Natural language region descriptions:

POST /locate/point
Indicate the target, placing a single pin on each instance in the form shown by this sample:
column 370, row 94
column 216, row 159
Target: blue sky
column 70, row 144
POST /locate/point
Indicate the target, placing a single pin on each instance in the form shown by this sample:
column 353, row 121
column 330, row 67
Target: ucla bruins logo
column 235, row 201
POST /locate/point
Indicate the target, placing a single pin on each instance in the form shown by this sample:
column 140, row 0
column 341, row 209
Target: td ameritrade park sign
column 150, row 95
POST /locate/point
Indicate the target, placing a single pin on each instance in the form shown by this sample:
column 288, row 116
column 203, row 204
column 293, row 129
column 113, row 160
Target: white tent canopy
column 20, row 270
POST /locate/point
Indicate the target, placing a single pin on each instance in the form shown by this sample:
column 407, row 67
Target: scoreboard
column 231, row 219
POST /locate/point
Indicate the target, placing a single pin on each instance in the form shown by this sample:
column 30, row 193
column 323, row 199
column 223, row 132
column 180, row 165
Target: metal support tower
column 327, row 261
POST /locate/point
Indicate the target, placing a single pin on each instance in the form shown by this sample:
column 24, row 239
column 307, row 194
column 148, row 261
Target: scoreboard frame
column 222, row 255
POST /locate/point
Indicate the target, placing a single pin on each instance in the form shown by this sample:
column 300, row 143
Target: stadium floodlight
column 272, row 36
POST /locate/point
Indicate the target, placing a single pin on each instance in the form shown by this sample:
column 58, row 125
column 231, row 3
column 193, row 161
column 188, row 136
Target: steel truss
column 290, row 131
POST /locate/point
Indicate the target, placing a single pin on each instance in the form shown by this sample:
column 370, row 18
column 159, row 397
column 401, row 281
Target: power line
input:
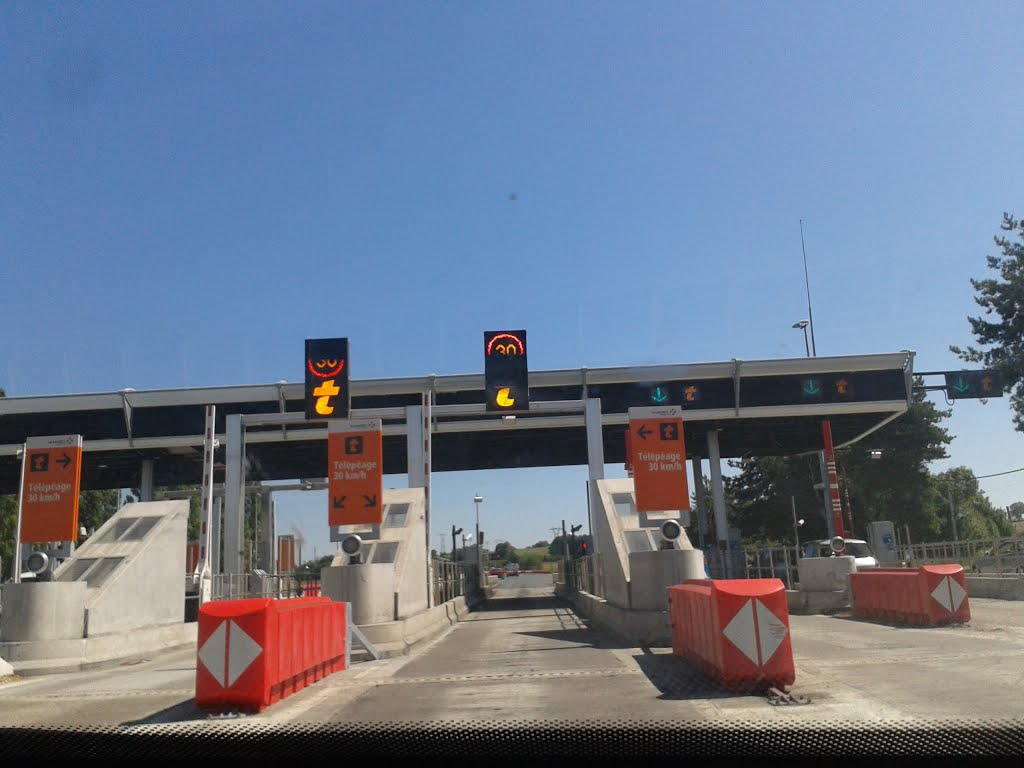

:: Work instruction ::
Return, exactly as they appear, the lines from the line containing "column 300, row 143" through the end of the records above, both ends included, without pictures.

:: Exercise answer ::
column 300, row 143
Target: stadium floodlight
column 272, row 36
POST /locate/point
Indicate the target, placing a single pin on each instance in the form shown by this sample:
column 58, row 125
column 231, row 3
column 193, row 161
column 188, row 136
Target: steel truss
column 290, row 131
POST /locate/point
Indicate the target, placing a single pin on each instance in the form shown by this sample:
column 370, row 18
column 159, row 397
column 401, row 281
Target: power line
input:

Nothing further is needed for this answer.